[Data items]
+ + +

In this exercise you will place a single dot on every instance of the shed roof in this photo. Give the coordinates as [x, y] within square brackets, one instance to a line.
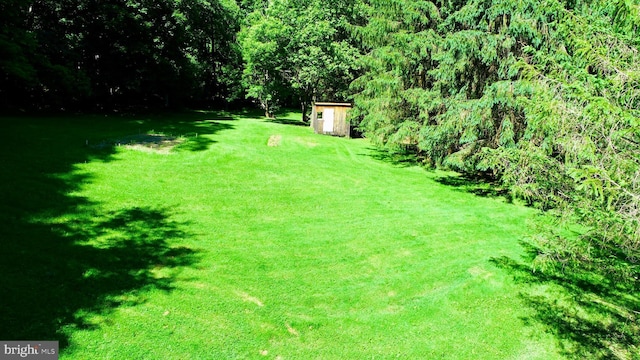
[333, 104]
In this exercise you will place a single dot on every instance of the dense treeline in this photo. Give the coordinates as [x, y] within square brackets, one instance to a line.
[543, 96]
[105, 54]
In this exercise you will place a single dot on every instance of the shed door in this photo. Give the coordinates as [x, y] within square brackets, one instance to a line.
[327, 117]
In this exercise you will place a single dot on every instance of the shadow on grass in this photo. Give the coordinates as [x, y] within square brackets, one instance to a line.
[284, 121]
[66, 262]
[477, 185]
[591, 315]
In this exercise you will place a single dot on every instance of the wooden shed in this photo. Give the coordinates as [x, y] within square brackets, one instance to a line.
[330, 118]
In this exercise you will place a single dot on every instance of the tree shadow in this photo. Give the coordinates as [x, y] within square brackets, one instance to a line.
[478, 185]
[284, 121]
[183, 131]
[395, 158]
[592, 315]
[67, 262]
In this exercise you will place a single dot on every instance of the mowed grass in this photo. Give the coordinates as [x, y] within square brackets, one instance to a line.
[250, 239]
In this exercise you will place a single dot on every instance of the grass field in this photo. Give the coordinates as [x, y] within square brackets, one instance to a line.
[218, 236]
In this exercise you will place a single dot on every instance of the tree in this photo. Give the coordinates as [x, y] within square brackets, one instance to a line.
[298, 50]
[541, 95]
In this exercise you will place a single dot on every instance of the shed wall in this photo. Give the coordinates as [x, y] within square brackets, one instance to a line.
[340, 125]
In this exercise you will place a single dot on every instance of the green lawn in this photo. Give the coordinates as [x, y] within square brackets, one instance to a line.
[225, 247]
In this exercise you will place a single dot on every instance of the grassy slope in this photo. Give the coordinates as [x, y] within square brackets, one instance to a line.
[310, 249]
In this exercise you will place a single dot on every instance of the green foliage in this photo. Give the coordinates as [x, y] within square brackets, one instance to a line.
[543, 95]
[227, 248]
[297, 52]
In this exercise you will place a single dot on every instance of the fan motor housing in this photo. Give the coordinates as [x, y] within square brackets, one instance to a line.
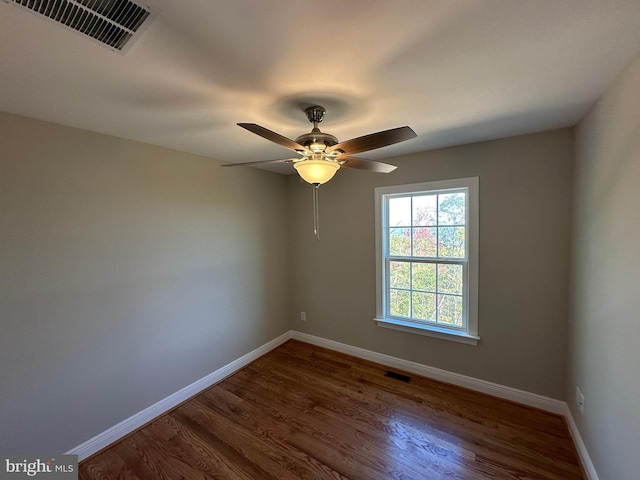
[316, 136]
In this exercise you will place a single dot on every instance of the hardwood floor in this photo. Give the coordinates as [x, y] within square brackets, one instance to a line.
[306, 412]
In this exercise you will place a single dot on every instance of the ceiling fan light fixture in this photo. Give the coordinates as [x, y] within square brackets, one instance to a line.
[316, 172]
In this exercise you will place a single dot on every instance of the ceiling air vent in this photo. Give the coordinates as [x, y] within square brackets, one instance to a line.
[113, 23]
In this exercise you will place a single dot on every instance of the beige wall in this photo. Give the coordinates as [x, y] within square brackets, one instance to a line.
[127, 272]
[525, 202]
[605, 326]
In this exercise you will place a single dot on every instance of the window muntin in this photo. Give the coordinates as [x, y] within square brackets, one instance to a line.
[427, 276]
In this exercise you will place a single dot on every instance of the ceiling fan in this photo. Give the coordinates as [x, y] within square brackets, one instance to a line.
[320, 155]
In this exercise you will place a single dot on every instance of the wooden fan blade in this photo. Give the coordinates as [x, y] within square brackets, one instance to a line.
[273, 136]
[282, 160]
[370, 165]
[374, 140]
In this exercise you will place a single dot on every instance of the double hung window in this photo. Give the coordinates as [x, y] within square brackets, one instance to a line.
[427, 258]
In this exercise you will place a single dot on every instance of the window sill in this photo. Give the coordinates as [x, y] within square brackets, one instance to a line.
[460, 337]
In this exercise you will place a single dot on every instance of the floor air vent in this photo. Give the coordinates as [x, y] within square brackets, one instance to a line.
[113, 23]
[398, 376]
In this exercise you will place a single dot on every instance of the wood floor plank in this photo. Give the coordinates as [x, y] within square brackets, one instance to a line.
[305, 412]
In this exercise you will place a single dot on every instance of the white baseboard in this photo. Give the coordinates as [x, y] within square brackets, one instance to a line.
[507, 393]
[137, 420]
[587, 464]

+ + +

§ **Required action**
Return all the records above exactly, pictures omitted.

§ **Written response**
In this exercise you will place a single dot on every instance of the shed roof in this photo. Give the coordinates as [x, y] within square brackets, one instance to a line.
[333, 104]
In this exercise you will place a single dot on every instance of the dense treeline in this photo. Give the coordinates as [x, y] within square brackets, one instance to a line.
[543, 96]
[105, 54]
In this exercise you will place a single dot on every instance of the shed door in this photo. Give the coordinates as [x, y] within square brackets, one instance to a line.
[327, 117]
In this exercise you will place a single dot on every instance of the shadow on grass in this photo. Give the coordinates as [x, y] within square brackets, one instance to a line.
[284, 121]
[66, 262]
[477, 185]
[591, 315]
In this exercise you will place a single dot on every instance of the wooden shed in this photo. Give the coordinates as [x, y] within square brackets, one instance to a line.
[330, 118]
In this exercise you will place a single dot on every instance of the tree shadow in this photo. Give the coordinates as [x, y] within square brackets, one instance to a line.
[478, 185]
[284, 121]
[183, 131]
[395, 158]
[592, 315]
[67, 262]
In this exercise you will place a single dot on every instance of the mowed grass in this photo. Give the coordinates as [x, y] within square brackets, one instance to a line.
[250, 239]
In this exercise you will place a single dot on every instance of the grass field in this photo. Give the coordinates as [x, y] within square brackets, one instance to a line.
[218, 236]
In this exercise you will place a single dot on every instance of the tree in this photo. Give the coordinates as [x, y] within square brackets, one instance to a line.
[298, 50]
[541, 95]
In this exercise you will place a single dot on every instance of the shed wall in this photo. Give the coordinates as [x, y] within square brackets, one instance to a line.
[340, 125]
In this exercise you will place a single dot on every instance of the green lawn in this photo. Give the coordinates as [x, y] within square brackets, one instance to a line.
[225, 247]
In this exercise you will place a single dot on every instance of the grassy slope in this photo. Give the coordinates as [x, y] within square brackets, one instance to a line.
[310, 249]
In this exercise you will place a single dot on every instance of the green foliage in this photo. Give the coordinates as [x, y] within square brackets, one instance to a line.
[543, 95]
[227, 248]
[297, 52]
In this exercise you will place a single dot on every instance of the fan motor housing in this photo. Give the coordinates as [x, y] within square brackets, one instance to a line.
[316, 136]
In this exercise you will place a single dot on every instance of the hardwood floor in this photo. Give the coordinates as [x, y] within square brackets, one instance to a line.
[306, 412]
In this exercise you will place a single dot on every instance of the ceiling fan light fixture in this photo. Give the coordinates as [x, y] within square brackets, one instance to a line.
[316, 172]
In this exercise you will place a single dot on every instance of the ceiling air vent in this photo. Give the coordinates as [x, y] within square brackets, one instance to a line.
[113, 23]
In this exercise you will place a single dot on every instance of the beige wall in this photo. Give the coordinates as [x, y] within square brackets, one instance to a line.
[127, 272]
[525, 202]
[605, 326]
In this exercise you will place a single dot on every instance of the window muntin in this photo. Give the coordinates as [x, y] within square brackets, one instance to a line.
[427, 276]
In this exercise you will place a single dot on every instance of the ceiling fan in this photo. Give the coordinates as [x, y] within square brackets, one instance to a line.
[320, 155]
In this exercise you will place a single dot on every instance of the wooden fan blade in this photo. Give the coordinates as [x, y] within square brackets, one instance to a line.
[273, 136]
[282, 160]
[370, 165]
[374, 140]
In this exercise you will place a single dot on every instance of the double hung window in this photo. Give the coordinates as [x, y] within square brackets, one instance to a line.
[427, 258]
In this exercise you will place a single dot on every instance of the window sill in this photo. Give the coordinates as [x, y] within square brackets, one instance to a line.
[460, 337]
In this exercise you will place a single dot on every instance of the floor air vent in this photo. Give the coordinates as [x, y] within square brackets, one instance to a line.
[113, 23]
[398, 376]
In this exercise you will place a single dot on every instance of the wood floor plank in this photo. Give the coordinates as [x, y] within square brackets, one instance to a line.
[305, 412]
In this exercise you will place a single dot on every instance of the white baseboard in this photo. Give the coordinates as [x, y] within square brackets, one instance to a line.
[507, 393]
[137, 420]
[587, 464]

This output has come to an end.